- SOURCE
All the Secondary GCPs, falling within a specified Search Radius from the point with unknown Orthometric Height, are used as control points for generating the local MSL surface. Each such Secondary GCP yields one observation equation like (1). As already stated earlier, the Search Radius should be such that a minimum of nine control points (in a 3×3 pattern) are available for interpolation. For this, it is essential that Secondary GCPs with GPS coordinates (X, Y and H) and Orthometric Height (h) are provided in an approximate grid pattern (equally spaced at a certain interval), throughout the AoI. The optimal value of the interval depends on the required accuracy of Orthometric Height derived by interpolation and will be discussed at a later stage in this paper.
If there are n number of control points within the Search Radius from the point with unknown Orthometric Height, there will be n observation equations. These equations are solved by the method of Least Squares to yield the six parameters of the 2nd order polynomial. A weight equal to the inverse of the square of the distance of the control point from the point with unknown Orthometric Height is assigned to each observation equation. Together, these weights form the weight matrix that is used in the Least Squares solution of the observation equations. The weight matrix is a diagonal nxn matrix with the weights of the observation equations as diagonal elements.
A detailed treatment of the mathematical model, weight matrix and the Least Squares solution can be found in (Naithani, 1991).
Development of Computer Program GPSAssistLev
A computer program named GPSAssistLev has been developed in Microsoft Visual Studio C#.NET for GPS assisted densification of a leveling network, as per the algorithm based on the mathematical model outlined above. One of the inputs required by the program is the file containing the X, Y, H and h (both Ellipsoidal and MSL Heights) of the height control points (Secondary GCPs) and X, Y, H (only Ellipsoidal Height) of the points with unknown Orthometric Height, in this case the Primary GCPs and the Tie-Points. First, all the Secondary GCPs are entered in the file ending with ‘-99’ followed by all the Primary GCPs and the Tie-Points. The other input is the Search Radius which enables the program to short-list all the Secondary GCPs, which fall within this radius, for use in interpolation. The output of the program is a list of X, Y and h (orthometric height) coordinates with Point ID for all the Primary GCPs and Tie-Points contained in the input file.
Validity of Concept
The proposed methodology is based on the fundamental concept that the MSL surface is a smooth surface, of course with hills and valleys, but of very large wave lengths especially for the areas that are not highly mountainous. Even in highly mountainous terrain, the wave length of undulation remains significantly large making it amenable to derive precise Orthometric Heights by interpolation from a sparse precision leveling network without employing any gravimetric observations.

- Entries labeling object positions
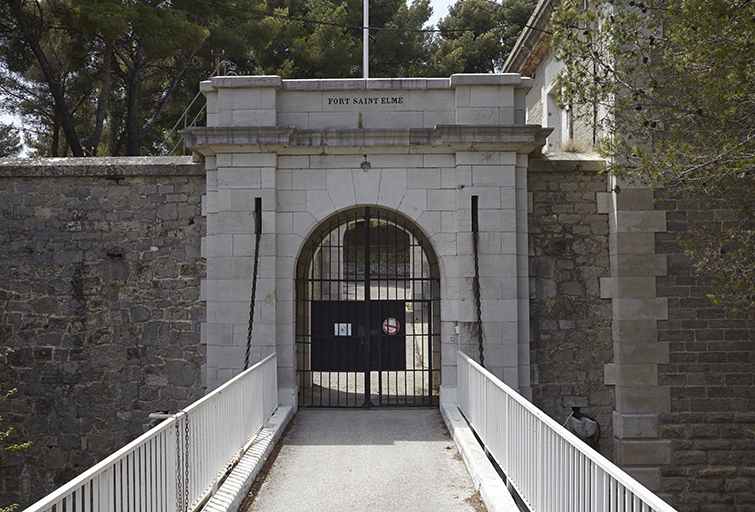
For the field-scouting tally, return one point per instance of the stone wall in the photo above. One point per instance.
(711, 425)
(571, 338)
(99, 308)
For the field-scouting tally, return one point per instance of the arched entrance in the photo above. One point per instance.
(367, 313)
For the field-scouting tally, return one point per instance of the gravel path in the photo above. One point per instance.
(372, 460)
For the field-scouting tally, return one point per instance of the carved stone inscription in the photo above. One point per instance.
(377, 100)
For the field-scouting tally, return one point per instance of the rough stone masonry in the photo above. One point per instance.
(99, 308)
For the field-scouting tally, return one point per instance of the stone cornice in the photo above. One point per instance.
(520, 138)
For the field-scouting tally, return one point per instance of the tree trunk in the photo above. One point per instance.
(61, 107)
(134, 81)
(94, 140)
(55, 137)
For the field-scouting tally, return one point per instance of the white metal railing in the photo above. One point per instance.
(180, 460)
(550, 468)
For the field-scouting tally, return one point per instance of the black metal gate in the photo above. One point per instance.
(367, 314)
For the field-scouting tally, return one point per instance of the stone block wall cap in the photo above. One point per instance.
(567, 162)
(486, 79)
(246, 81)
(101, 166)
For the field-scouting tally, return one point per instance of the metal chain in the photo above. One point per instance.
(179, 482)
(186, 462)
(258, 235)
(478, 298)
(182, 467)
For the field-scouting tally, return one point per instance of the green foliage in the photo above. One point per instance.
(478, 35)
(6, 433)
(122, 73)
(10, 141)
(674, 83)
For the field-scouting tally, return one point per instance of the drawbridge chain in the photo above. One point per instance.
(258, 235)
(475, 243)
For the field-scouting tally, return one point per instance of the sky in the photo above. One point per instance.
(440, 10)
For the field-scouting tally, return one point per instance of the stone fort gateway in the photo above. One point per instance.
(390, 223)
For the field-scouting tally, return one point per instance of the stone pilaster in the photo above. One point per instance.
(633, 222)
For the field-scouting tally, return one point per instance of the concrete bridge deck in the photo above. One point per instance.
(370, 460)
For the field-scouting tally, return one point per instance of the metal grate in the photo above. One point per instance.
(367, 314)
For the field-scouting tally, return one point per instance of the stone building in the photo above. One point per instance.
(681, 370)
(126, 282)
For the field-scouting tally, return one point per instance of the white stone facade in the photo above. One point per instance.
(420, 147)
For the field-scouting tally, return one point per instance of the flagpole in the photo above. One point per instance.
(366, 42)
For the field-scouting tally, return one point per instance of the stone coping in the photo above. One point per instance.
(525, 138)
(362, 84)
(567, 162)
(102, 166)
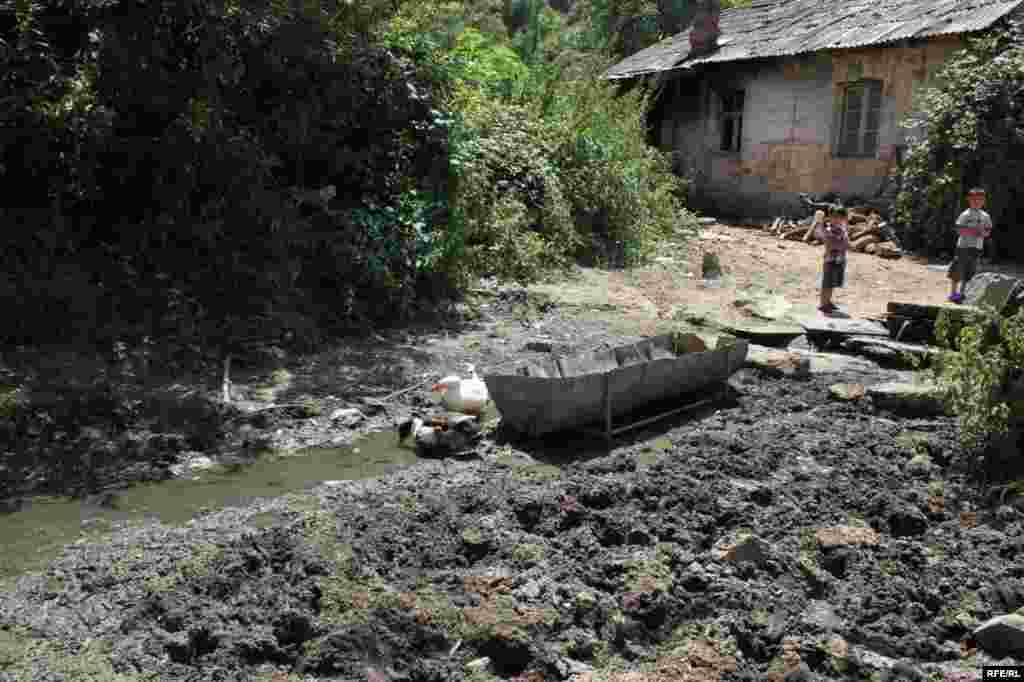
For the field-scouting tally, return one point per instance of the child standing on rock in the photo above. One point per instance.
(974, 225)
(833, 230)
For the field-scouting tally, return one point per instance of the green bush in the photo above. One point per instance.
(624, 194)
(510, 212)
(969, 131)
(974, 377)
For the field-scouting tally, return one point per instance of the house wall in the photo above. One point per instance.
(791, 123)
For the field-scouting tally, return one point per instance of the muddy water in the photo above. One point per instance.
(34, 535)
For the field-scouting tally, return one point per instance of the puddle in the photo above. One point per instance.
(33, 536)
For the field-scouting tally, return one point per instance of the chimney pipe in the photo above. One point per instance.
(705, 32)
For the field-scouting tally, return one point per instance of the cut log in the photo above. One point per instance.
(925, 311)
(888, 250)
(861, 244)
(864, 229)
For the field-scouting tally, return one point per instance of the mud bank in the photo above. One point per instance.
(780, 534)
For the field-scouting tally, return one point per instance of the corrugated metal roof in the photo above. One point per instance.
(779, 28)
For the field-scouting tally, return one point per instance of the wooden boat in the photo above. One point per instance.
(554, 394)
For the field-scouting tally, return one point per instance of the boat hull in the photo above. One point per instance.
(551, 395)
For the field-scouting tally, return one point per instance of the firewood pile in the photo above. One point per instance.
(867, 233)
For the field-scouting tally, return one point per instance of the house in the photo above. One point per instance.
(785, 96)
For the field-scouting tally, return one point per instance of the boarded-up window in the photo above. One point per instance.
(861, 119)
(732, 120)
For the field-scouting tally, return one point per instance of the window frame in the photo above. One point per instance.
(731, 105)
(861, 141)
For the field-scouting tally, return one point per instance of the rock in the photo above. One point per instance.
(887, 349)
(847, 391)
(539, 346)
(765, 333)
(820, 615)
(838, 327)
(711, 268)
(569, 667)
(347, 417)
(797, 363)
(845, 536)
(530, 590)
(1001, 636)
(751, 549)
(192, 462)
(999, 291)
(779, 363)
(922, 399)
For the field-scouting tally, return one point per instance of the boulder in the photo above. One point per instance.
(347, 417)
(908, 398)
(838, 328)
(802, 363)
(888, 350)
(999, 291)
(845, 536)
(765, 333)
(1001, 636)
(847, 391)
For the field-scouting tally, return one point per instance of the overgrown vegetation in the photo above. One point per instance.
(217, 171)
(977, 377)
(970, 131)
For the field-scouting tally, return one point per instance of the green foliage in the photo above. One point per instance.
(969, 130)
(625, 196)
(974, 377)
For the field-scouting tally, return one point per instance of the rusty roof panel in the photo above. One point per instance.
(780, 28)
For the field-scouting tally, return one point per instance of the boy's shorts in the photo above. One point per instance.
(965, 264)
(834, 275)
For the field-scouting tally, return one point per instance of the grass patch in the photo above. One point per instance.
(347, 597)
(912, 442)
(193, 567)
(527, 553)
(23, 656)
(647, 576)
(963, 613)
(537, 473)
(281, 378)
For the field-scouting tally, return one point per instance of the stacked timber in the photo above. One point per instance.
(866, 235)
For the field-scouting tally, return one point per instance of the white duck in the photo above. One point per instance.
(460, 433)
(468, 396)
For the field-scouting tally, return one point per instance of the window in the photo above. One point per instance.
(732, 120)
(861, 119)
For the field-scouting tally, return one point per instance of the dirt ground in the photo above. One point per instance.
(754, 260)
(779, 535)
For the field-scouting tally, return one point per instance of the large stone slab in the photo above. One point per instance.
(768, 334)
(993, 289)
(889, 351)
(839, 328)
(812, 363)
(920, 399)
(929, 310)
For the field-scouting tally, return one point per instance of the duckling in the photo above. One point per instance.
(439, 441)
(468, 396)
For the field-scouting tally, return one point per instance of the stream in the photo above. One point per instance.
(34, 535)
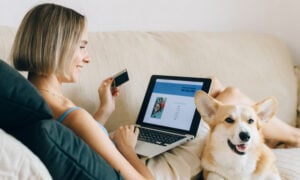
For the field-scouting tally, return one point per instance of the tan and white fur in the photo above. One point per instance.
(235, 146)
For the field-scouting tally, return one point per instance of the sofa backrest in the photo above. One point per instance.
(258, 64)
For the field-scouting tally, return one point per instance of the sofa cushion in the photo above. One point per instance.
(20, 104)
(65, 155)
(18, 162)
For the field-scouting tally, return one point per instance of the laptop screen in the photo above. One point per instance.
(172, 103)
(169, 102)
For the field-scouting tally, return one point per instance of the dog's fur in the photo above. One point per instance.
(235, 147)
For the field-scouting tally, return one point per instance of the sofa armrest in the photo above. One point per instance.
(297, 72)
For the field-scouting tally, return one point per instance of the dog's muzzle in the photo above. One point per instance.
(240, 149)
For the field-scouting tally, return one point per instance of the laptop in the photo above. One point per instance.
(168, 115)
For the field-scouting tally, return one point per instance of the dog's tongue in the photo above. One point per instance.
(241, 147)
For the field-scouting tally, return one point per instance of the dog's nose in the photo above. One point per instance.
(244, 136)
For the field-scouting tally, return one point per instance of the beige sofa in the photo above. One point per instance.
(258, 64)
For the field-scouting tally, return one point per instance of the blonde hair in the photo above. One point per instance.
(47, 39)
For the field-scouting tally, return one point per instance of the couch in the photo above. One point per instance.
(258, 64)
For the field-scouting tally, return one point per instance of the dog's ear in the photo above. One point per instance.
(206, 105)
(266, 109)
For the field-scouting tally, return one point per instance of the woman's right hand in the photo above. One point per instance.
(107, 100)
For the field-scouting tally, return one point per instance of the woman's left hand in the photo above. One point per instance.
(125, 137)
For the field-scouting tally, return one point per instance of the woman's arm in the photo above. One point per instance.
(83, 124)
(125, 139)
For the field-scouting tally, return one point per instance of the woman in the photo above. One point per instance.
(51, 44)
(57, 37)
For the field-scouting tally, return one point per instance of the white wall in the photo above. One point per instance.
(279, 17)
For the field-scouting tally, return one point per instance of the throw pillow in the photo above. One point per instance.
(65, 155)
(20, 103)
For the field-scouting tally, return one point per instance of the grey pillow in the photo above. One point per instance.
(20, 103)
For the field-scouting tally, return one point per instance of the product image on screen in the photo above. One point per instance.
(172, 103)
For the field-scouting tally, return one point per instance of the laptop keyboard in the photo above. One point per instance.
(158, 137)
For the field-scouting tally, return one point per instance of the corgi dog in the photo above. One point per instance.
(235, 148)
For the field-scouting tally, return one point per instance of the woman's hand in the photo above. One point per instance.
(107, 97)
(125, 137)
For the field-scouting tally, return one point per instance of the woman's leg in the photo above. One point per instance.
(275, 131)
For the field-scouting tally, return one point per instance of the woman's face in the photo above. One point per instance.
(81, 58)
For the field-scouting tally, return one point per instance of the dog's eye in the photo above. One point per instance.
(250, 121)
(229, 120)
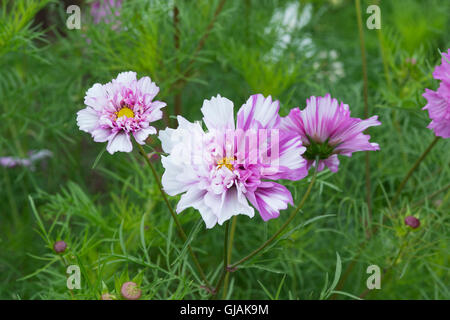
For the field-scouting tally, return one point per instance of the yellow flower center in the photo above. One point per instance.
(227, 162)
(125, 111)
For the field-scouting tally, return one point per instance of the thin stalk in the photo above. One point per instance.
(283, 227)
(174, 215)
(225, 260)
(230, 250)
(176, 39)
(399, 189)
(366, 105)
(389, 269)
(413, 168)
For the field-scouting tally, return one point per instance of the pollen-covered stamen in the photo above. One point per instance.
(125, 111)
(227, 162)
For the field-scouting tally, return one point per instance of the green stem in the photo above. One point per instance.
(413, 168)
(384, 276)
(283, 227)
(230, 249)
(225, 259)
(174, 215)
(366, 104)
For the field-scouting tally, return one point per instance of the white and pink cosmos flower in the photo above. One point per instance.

- CHALLENGES
• 1. From the leveling passage, set down the part that opens with the words containing "If there are" and closes with "in (Naithani, 1991).".
• 2. According to the leveling passage, what weight is given to each observation equation?

- SOLUTIONS TO EACH TASK
• 1.
If there are n number of control points within the Search Radius from the point with unknown Orthometric Height, there will be n observation equations. These equations are solved by the method of Least Squares to yield the six parameters of the 2nd order polynomial. A weight equal to the inverse of the square of the distance of the control point from the point with unknown Orthometric Height is assigned to each observation equation. Together, these weights form the weight matrix that is used in the Least Squares solution of the observation equations. The weight matrix is a diagonal nxn matrix with the weights of the observation equations as diagonal elements.
A detailed treatment of the mathematical model, weight matrix and the Least Squares solution can be found in (Naithani, 1991).

• 2. The inverse of the square of the distance of the control point from the point with unknown Orthometric Height.